- _TEXT PROVIDED_

Five Elements of Waiting on God: insights from the life of Joseph

When looking at the life of Joseph in Genesis 40-41, I noticed some striking aspects about the timeline of Joseph’s journey.

Joseph was sold into slavery at 17 years of age according to Genesis 37:2. By the end of Genesis 41, Joseph is 30 years old (41:46). Two years pass between the end of chapter 40 and 41 (41:1), so roughly 10-11 years of Joseph’s life were spent in Potiphar’s house or in prison. It is likely that the majority of that time was spent in prison. Many of us grow tired waiting a day or two, or a week, or a month for God to show tangible answers to prayer. We wait for a response but grow tired when our waiting stretches for months or even years. If you are in that place take comfort from Joseph’s life. His descent into suffering left him in a holding pattern for nearly thirteen years. I’d like to share five elements of waiting on God that we can see from the life of Joseph and throughout Scripture. While his list is not exhaustive, I do believe that these elements are critical to us actively waiting on God.

- _WORK INSTRUCTIONS_
Reproduce word for word the passage of the text on Joseph's waiting, starting at "Five Elements of Waiting on God: insights" and ending at "of Joseph’s journey.". Rely only on the text about waiting on God in the life of Joseph.

- _ENTRIES SUPPLIED_
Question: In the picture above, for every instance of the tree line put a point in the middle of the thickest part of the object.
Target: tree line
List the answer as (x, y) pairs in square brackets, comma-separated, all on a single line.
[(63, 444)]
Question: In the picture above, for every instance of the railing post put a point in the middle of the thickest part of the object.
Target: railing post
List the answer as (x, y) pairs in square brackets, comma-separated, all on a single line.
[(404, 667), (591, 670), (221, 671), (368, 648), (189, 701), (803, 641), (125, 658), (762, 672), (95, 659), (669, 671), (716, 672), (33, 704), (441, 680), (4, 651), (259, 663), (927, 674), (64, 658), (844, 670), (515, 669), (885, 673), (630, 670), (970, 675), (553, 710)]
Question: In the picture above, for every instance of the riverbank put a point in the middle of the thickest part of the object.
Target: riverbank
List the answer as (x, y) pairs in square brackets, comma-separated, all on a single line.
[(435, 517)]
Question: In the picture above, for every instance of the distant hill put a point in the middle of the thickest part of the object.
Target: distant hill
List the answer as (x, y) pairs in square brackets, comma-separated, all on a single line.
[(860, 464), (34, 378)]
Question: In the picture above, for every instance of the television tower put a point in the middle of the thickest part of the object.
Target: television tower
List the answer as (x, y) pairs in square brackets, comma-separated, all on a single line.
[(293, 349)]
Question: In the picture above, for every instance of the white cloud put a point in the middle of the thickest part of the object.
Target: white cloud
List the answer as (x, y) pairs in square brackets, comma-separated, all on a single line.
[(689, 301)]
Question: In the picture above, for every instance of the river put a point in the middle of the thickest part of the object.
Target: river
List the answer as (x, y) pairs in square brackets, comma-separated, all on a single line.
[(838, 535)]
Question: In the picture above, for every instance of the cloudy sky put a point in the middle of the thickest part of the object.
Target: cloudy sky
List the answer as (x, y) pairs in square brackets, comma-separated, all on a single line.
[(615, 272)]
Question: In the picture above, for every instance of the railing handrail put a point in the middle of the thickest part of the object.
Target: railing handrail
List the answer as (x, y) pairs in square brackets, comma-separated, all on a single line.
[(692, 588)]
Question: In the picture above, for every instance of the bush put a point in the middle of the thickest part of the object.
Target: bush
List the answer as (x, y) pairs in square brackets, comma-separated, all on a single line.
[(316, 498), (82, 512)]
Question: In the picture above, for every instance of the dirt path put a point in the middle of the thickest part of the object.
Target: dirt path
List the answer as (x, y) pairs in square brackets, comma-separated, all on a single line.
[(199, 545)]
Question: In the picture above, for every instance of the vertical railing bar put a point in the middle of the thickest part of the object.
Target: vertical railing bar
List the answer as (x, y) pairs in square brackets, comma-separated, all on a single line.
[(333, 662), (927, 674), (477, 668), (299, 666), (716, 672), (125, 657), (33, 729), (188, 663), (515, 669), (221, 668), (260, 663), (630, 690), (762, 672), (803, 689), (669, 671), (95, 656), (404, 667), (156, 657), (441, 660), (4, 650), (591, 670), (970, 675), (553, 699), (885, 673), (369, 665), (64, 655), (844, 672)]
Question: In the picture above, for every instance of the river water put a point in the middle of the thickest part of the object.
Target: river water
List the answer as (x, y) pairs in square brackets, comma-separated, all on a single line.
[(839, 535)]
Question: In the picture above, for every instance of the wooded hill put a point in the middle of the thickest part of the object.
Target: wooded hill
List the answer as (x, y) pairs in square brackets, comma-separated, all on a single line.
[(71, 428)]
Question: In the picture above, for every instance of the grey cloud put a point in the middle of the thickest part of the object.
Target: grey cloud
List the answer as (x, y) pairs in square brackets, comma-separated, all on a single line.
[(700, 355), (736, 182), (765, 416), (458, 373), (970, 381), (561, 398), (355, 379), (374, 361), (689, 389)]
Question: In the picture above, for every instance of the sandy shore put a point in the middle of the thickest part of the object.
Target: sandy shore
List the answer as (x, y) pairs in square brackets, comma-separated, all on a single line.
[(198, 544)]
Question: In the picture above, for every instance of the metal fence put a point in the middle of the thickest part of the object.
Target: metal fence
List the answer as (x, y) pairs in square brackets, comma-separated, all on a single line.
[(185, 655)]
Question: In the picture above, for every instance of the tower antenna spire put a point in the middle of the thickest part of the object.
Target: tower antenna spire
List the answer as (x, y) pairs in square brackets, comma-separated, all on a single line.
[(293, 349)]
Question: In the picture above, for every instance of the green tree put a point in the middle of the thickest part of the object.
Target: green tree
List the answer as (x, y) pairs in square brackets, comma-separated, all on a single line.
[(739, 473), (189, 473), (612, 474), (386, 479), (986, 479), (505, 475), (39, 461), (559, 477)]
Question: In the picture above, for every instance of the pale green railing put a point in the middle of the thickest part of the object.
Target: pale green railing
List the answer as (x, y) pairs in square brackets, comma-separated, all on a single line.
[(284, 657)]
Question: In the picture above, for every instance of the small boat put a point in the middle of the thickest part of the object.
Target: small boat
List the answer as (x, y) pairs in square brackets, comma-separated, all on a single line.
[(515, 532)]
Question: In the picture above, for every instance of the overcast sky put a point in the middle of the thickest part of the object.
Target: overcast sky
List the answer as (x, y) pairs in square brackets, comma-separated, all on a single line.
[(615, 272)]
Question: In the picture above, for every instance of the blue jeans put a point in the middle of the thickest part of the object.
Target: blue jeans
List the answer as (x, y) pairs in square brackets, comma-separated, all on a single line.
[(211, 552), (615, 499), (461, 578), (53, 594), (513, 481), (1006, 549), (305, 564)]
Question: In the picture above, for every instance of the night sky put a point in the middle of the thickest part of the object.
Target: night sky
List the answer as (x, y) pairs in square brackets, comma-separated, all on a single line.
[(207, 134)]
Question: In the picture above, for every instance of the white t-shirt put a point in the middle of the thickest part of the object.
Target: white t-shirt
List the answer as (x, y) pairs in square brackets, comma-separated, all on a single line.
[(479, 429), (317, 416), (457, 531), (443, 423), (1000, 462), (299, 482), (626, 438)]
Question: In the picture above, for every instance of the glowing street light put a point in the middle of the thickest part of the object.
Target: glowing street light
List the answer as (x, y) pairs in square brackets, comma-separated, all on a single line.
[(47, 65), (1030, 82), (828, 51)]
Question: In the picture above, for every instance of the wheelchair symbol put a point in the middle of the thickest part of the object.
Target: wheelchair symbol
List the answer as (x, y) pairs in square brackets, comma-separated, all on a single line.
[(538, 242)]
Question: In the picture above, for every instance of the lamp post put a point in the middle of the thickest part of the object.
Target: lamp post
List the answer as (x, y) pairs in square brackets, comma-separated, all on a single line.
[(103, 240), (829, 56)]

- _RESULT BELOW_
Five Elements of Waiting on God: insights from the life of Joseph

When looking at the life of Joseph in Genesis 40-41, I noticed some striking aspects about the timeline of Joseph’s journey.